:: TASK PROMPT ::
Below are lines of data, and only some are wanted. Please repeat exactly those from the line that has "Query: blue and white striped fabric" through the line that has "Query: cutlery on plate".

:: RECORDS FOR THE EXERCISE ::
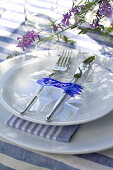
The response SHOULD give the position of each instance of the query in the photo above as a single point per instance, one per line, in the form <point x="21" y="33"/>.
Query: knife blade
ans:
<point x="82" y="69"/>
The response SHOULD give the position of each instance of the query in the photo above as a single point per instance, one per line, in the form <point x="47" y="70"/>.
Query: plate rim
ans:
<point x="3" y="135"/>
<point x="18" y="65"/>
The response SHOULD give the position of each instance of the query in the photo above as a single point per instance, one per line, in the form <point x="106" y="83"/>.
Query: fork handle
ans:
<point x="34" y="97"/>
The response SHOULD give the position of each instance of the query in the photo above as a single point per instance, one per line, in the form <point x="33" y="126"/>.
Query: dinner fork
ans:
<point x="61" y="66"/>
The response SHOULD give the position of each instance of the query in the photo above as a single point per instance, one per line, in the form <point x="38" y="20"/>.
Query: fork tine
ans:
<point x="67" y="60"/>
<point x="60" y="59"/>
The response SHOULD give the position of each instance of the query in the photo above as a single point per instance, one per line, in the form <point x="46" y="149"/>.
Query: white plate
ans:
<point x="20" y="82"/>
<point x="91" y="137"/>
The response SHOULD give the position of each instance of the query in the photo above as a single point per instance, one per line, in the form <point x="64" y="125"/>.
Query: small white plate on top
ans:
<point x="20" y="82"/>
<point x="90" y="137"/>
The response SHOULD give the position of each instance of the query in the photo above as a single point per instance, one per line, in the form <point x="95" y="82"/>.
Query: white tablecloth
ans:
<point x="15" y="157"/>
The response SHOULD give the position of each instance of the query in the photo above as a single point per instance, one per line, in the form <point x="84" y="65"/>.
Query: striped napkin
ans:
<point x="59" y="133"/>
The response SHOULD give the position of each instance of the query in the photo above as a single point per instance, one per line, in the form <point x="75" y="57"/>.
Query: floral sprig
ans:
<point x="78" y="14"/>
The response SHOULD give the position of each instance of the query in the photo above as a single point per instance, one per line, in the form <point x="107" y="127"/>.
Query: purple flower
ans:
<point x="27" y="39"/>
<point x="105" y="9"/>
<point x="66" y="17"/>
<point x="75" y="10"/>
<point x="55" y="27"/>
<point x="95" y="23"/>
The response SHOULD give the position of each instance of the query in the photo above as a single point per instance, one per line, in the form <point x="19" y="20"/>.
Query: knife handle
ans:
<point x="34" y="97"/>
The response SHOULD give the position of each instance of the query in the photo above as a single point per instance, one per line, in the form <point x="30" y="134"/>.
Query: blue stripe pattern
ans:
<point x="63" y="135"/>
<point x="32" y="158"/>
<point x="3" y="167"/>
<point x="98" y="158"/>
<point x="66" y="133"/>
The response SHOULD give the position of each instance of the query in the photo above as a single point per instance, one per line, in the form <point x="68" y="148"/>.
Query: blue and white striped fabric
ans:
<point x="15" y="157"/>
<point x="59" y="133"/>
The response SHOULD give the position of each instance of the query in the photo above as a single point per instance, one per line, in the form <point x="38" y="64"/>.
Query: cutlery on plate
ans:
<point x="61" y="66"/>
<point x="82" y="69"/>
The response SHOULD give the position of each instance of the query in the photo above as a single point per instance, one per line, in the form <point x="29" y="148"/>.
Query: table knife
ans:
<point x="82" y="69"/>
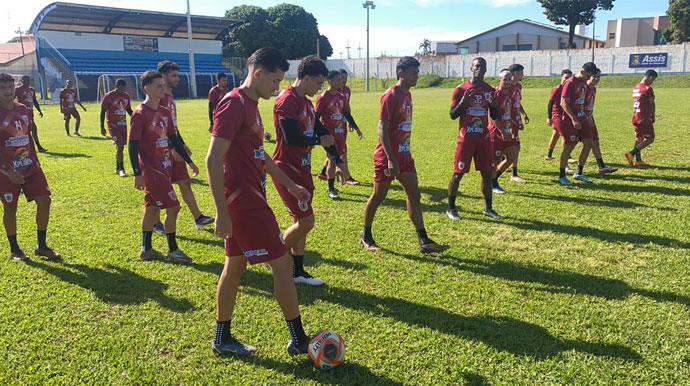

:: YOUR SOLUTION ::
Query: blue and white striped fabric
ans:
<point x="15" y="157"/>
<point x="59" y="133"/>
The response SHOULD give the position of each instance of the query in the photo above as a single point per instance, one per line, in the form <point x="38" y="64"/>.
Query: cutlery on plate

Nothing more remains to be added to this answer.